» Exercise prompt: Copy the material below from its first line through the line containing "[72,0,290,117]", including that line. Change every "Sample query" to "Label request" and leave everything else as it is.
------
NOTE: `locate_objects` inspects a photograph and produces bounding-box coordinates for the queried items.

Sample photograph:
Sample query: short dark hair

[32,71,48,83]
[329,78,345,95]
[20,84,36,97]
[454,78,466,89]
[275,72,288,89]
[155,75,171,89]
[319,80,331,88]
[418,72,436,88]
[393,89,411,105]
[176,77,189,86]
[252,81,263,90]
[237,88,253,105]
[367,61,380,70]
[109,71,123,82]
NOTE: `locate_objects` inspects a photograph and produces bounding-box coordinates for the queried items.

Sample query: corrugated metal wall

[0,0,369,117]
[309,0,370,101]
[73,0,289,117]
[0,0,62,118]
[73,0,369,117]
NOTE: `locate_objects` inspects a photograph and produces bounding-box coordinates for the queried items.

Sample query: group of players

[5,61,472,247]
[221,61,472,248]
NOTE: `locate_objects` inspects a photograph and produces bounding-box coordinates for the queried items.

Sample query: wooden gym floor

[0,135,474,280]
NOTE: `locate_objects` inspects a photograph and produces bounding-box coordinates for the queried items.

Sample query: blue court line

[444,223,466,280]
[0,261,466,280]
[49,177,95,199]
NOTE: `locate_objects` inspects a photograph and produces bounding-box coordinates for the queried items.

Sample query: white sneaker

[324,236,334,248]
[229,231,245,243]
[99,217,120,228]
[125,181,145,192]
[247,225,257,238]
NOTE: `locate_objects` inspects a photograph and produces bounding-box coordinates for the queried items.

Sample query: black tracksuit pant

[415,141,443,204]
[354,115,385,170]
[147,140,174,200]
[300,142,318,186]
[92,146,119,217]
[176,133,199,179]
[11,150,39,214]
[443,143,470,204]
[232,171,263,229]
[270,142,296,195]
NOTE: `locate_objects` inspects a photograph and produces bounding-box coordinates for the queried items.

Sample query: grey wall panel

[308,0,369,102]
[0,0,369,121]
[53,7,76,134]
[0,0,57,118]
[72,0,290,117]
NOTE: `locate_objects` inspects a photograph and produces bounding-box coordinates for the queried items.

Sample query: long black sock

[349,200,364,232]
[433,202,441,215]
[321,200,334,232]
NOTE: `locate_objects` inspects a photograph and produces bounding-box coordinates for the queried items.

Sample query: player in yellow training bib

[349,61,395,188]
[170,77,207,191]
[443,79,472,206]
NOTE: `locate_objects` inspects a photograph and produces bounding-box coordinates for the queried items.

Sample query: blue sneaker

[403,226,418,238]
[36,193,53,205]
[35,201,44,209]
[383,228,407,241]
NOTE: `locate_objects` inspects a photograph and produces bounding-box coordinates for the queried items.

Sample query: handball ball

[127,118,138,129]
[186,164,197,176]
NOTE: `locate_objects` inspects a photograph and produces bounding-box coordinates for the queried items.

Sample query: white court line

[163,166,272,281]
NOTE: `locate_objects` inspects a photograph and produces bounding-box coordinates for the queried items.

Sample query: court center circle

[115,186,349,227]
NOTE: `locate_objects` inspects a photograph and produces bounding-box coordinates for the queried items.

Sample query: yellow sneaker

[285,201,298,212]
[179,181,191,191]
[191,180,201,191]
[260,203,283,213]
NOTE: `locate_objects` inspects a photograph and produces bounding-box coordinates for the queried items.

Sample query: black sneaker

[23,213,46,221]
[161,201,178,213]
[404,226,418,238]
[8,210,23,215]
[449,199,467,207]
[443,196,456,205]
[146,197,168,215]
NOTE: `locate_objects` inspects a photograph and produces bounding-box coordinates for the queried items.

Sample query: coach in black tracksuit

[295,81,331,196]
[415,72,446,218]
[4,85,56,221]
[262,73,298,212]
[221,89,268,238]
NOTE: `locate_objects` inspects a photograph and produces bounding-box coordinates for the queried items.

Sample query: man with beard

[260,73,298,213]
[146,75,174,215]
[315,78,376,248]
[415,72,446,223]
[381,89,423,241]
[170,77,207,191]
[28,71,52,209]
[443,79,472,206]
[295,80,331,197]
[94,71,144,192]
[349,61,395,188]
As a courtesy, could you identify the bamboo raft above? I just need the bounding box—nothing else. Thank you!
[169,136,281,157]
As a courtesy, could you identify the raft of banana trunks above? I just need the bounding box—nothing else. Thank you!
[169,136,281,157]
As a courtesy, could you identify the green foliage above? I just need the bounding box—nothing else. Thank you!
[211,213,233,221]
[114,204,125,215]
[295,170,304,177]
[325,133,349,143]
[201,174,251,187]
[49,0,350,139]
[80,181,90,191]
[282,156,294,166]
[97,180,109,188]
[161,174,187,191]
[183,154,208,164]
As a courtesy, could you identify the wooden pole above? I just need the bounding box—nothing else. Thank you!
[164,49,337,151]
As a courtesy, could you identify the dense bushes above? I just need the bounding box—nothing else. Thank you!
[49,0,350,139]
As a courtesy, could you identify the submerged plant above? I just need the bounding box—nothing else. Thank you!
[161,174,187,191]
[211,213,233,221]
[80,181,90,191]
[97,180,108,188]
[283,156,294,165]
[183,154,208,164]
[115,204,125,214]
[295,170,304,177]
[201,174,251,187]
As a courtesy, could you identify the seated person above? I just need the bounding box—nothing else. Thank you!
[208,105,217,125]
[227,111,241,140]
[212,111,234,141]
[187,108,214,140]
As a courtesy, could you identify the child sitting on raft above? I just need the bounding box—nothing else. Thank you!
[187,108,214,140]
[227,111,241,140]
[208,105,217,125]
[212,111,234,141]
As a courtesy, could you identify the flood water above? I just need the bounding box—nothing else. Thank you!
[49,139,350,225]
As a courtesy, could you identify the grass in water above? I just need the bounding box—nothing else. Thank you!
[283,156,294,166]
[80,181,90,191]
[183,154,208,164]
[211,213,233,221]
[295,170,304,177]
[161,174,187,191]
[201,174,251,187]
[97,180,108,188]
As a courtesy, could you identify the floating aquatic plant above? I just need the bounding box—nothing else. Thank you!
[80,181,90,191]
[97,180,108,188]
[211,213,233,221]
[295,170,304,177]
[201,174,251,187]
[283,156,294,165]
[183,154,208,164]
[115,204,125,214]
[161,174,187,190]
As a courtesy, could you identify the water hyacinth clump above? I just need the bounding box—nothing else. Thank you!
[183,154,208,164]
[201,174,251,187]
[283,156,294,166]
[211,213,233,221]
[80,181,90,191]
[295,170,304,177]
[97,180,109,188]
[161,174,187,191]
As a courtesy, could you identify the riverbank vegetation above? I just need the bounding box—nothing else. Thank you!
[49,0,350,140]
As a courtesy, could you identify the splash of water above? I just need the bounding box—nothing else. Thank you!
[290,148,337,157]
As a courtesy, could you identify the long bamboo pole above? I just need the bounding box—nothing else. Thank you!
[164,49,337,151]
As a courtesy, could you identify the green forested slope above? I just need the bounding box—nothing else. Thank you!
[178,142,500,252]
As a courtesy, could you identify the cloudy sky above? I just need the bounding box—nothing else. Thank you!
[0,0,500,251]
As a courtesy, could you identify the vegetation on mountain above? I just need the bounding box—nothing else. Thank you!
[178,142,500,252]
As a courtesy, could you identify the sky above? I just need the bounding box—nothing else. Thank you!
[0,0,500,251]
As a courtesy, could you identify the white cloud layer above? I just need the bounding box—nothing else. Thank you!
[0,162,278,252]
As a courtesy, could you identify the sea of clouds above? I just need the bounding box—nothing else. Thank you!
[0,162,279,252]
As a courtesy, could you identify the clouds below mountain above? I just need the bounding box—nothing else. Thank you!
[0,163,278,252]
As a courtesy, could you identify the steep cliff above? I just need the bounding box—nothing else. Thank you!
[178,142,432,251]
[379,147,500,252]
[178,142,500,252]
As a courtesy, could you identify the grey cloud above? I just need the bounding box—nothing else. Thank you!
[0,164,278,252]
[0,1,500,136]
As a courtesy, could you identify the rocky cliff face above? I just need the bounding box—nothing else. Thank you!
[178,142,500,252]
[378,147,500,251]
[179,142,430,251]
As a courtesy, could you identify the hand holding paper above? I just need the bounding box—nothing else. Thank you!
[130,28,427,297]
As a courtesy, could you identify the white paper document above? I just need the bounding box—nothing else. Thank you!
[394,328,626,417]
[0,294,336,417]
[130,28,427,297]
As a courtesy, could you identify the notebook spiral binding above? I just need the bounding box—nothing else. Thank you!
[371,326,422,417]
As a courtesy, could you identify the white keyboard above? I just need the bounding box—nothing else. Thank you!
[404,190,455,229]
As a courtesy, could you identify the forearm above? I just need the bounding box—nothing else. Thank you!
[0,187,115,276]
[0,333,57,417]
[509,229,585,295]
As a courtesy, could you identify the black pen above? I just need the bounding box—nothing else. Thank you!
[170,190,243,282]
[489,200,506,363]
------
» Full output:
NOTE: `locate_objects` inspects a photograph and produces bounding-box coordinates for the queried items.

Sample photograph:
Label request: short dark hair

[32,71,48,83]
[329,78,345,95]
[20,84,36,97]
[454,78,466,89]
[275,72,288,89]
[155,75,171,89]
[319,80,331,88]
[418,72,436,88]
[393,89,411,105]
[176,77,189,86]
[252,81,263,90]
[237,88,253,105]
[367,61,380,70]
[109,71,123,82]
NOTE: `locate_objects` inspects a photograph and produces bounding-box coordinates for the queried items.

Label request: corrugated metal wall

[0,0,369,117]
[309,0,370,101]
[73,0,289,117]
[0,0,62,118]
[73,0,369,117]
NOTE: `locate_objects` inspects a photograph and produces bounding-box coordinates for the queried items.

Label request: group of players

[5,61,472,247]
[221,61,472,248]
NOTE: `locate_objects` inspects a photograph and produces bounding-box coordinates for the queried items.

Label request: wooden gym floor

[0,135,474,280]
NOTE: `locate_objects` inspects a photograph and produces bounding-box coordinates for the queried items.

Label request: blue court line

[444,223,466,280]
[0,261,466,280]
[49,177,95,199]
NOTE: `locate_objects` inspects a photograph and produces bounding-box coordinates for the queried items.

Label request: white sneaker

[324,236,334,248]
[229,231,245,243]
[99,217,120,228]
[125,181,145,192]
[247,225,257,238]
NOTE: `locate_objects` inspects a photograph and produces bounding-box coordinates for the queried items.

Label request: black tracksuit pant

[415,141,443,204]
[354,115,385,170]
[147,140,174,200]
[300,142,318,186]
[92,146,119,217]
[176,133,199,179]
[11,150,39,214]
[443,143,470,204]
[232,171,263,229]
[270,142,296,195]
NOTE: `locate_objects` inspects a photograph and produces bounding-box coordinates for the queried items.

Label request: grey wall panel

[308,0,369,102]
[0,0,369,121]
[53,7,76,134]
[0,0,57,118]
[72,0,290,117]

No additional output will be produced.